>> START

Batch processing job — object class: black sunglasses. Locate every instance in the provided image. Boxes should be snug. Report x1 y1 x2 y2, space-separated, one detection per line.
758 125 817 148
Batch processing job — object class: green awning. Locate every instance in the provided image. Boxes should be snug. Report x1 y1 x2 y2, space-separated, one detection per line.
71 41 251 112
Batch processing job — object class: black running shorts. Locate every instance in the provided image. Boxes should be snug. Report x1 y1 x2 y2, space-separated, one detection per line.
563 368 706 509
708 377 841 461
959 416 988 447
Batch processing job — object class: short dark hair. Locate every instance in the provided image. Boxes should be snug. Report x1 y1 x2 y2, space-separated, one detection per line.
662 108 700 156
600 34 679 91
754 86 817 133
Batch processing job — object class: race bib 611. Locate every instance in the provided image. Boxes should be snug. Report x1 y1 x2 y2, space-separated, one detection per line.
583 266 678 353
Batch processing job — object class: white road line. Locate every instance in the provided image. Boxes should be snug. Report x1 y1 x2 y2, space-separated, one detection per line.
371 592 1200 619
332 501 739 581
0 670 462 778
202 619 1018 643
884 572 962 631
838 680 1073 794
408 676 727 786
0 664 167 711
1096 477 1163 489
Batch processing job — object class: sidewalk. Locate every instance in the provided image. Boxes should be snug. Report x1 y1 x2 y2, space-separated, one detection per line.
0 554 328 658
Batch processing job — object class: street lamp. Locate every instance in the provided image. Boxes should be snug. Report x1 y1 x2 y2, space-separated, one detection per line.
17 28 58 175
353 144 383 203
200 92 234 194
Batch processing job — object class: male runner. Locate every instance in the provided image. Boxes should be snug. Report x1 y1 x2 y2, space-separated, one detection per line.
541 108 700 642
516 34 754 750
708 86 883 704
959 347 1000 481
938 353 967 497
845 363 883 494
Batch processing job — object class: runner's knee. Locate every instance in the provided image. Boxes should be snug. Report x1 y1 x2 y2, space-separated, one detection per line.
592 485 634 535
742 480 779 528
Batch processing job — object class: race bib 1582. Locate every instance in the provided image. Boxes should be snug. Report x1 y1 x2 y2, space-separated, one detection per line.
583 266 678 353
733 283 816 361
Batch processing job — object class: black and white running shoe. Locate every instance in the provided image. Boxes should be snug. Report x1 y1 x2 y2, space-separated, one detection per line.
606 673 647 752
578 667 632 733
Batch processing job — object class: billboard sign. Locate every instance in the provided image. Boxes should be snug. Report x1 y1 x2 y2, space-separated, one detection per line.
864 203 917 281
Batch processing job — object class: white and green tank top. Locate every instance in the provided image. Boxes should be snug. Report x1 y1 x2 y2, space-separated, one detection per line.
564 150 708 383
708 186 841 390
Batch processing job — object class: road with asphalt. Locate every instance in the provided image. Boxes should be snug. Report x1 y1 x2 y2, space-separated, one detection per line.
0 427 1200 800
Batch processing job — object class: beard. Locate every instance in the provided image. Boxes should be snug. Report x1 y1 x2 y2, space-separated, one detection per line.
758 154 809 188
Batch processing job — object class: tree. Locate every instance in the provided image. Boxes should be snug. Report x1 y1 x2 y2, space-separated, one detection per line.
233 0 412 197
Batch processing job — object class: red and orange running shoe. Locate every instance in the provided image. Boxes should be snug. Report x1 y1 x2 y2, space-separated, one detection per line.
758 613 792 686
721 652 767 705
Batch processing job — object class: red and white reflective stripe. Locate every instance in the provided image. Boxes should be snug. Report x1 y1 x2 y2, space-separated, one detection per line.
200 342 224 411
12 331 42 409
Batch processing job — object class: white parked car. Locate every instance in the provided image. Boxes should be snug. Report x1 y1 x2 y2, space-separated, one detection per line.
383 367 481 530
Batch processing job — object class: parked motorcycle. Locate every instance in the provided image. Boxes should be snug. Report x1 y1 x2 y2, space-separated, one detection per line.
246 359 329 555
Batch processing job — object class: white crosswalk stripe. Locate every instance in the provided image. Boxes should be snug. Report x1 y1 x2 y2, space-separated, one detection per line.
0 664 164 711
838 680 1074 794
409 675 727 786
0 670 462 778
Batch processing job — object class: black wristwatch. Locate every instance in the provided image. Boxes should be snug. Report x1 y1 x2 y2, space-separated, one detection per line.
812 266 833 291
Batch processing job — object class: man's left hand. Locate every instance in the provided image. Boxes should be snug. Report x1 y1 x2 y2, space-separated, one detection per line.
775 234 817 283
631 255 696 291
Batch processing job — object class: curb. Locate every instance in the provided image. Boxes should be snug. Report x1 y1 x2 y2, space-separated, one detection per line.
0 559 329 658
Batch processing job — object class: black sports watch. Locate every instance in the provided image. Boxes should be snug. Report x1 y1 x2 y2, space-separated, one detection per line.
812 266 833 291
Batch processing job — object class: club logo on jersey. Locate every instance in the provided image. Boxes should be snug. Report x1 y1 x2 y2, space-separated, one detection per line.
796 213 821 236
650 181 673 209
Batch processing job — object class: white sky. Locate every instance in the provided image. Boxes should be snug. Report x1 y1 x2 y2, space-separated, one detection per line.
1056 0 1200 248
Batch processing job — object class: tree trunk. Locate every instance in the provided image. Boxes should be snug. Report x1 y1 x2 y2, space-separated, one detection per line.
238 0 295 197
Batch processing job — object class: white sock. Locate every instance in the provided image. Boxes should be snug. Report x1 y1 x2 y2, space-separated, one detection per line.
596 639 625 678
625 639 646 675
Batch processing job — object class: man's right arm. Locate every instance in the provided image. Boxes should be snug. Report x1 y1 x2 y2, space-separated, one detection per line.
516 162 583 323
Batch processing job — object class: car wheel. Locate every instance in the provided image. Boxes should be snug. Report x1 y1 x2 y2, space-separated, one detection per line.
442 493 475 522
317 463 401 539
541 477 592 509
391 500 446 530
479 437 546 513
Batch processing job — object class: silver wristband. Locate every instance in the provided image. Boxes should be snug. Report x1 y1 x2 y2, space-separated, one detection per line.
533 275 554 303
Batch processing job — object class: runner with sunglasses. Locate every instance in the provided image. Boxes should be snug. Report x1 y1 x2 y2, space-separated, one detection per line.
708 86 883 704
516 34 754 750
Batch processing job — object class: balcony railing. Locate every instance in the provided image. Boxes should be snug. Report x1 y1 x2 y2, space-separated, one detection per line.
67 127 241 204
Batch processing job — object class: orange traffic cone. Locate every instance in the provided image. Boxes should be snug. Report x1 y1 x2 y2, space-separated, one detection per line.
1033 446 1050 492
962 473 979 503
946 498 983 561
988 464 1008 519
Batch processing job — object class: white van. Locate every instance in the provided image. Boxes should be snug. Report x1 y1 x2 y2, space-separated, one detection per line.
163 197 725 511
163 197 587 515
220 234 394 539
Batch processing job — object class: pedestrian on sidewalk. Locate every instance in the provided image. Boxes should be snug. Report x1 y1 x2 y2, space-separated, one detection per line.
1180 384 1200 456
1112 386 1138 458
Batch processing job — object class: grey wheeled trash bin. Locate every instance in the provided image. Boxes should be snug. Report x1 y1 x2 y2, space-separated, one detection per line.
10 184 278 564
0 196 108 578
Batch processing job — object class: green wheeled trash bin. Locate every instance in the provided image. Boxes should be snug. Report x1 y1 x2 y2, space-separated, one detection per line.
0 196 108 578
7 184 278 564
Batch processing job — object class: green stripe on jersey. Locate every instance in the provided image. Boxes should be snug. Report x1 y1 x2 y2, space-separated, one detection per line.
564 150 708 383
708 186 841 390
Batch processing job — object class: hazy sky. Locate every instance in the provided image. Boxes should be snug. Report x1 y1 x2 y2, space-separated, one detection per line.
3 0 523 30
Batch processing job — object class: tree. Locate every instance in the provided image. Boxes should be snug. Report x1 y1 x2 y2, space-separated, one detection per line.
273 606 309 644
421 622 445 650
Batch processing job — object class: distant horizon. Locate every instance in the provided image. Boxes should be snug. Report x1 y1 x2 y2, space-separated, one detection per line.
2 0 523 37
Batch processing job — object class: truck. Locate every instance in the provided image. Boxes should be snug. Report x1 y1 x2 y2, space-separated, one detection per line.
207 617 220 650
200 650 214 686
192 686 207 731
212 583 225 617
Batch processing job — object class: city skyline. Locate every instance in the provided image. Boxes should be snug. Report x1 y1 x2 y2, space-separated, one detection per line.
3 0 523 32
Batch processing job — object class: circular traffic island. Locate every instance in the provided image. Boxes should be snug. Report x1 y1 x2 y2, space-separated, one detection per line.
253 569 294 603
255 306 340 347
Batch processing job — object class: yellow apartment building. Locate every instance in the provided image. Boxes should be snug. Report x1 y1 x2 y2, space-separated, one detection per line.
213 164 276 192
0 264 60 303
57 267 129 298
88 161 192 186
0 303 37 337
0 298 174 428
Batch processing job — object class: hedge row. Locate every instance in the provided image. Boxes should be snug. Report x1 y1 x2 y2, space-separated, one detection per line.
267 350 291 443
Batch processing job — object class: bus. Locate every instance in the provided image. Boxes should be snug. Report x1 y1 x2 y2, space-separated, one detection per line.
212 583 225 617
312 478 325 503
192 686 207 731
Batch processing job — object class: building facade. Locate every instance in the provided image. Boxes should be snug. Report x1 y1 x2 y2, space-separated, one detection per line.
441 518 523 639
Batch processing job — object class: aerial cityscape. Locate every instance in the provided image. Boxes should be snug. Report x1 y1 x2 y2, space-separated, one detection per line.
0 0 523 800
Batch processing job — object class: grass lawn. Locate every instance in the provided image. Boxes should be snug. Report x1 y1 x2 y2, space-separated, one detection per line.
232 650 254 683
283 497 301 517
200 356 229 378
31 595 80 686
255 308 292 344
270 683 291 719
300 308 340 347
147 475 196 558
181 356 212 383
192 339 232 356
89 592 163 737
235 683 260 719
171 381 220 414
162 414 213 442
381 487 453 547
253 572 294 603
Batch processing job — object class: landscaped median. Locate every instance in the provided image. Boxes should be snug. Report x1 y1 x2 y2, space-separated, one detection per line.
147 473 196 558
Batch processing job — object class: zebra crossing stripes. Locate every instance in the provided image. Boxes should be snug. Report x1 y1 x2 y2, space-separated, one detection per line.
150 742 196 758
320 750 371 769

>> END

**GIVEN REQUEST:**
Reproduce every line of the material between the line holding "Batch processing job — object class: green awning." and the line holding "742 480 779 528", inclusive, offsetting each box coordinate by 34. Leave everything else in those lines unchanged.

**OUTPUT OF THE EXERCISE:**
Batch processing job — object class: green awning. Locate every instance in the provided image. Boxes should be snug. Report x1 y1 x2 y2, space-separated, one detection per line.
105 75 285 146
Batch processing job — object class: black running shorts. Locate every instance in the provided image. Boxes should be snug. Report x1 y1 x2 y2, space-separated, one detection per line.
597 402 740 543
742 411 875 495
993 450 1022 481
Batch processing job — object class: short dark hair. Locate every instance in the provided image. Boxes should be snug. Report x1 y1 x2 y2, space-separated, one detection per line.
696 142 734 190
634 68 713 125
788 120 851 167
Batch processing job — object class: race bib 611. Locate every instance in the provided image. Boxes should be snug. Report x1 y1 x2 y2, space-separated, one detection per line.
617 300 712 387
Batch processing job — object class: white road line. Locate every instance in the provided image. Boxes should be snug. Report x1 y1 x2 y2, space-separated, one detection per line.
405 626 1234 653
366 535 773 615
34 704 496 812
236 653 1052 677
918 606 996 665
872 714 1107 828
442 710 761 820
34 698 201 745
1130 511 1197 523
Batch processing job — object class: sidewalk. Locate every instance in the provided image. Boxes should be snug. Report x1 y1 x2 y2, space-separated, one detection per line.
34 588 362 692
Batch processing job — object class: street lamp. Locate every instance in the provided image. Boxes should be snug. Report x1 y1 x2 y2, space-separated, one detection per line.
51 62 92 209
387 178 417 237
234 126 268 228
Batch processing job — object class: male runner. Locate every instance in the provided image. Boxes should be snug. Report x1 y1 x2 y2, space-separated, one detection per line.
575 142 734 676
550 68 788 784
742 120 917 738
993 381 1034 515
972 387 1001 531
879 397 917 528
Batch processing job — object class: runner's knee. Locate every instance in the provided image. Boxes should be snug. Report x1 y1 x2 y2, space-separated, one detection per line.
626 519 668 569
776 514 813 562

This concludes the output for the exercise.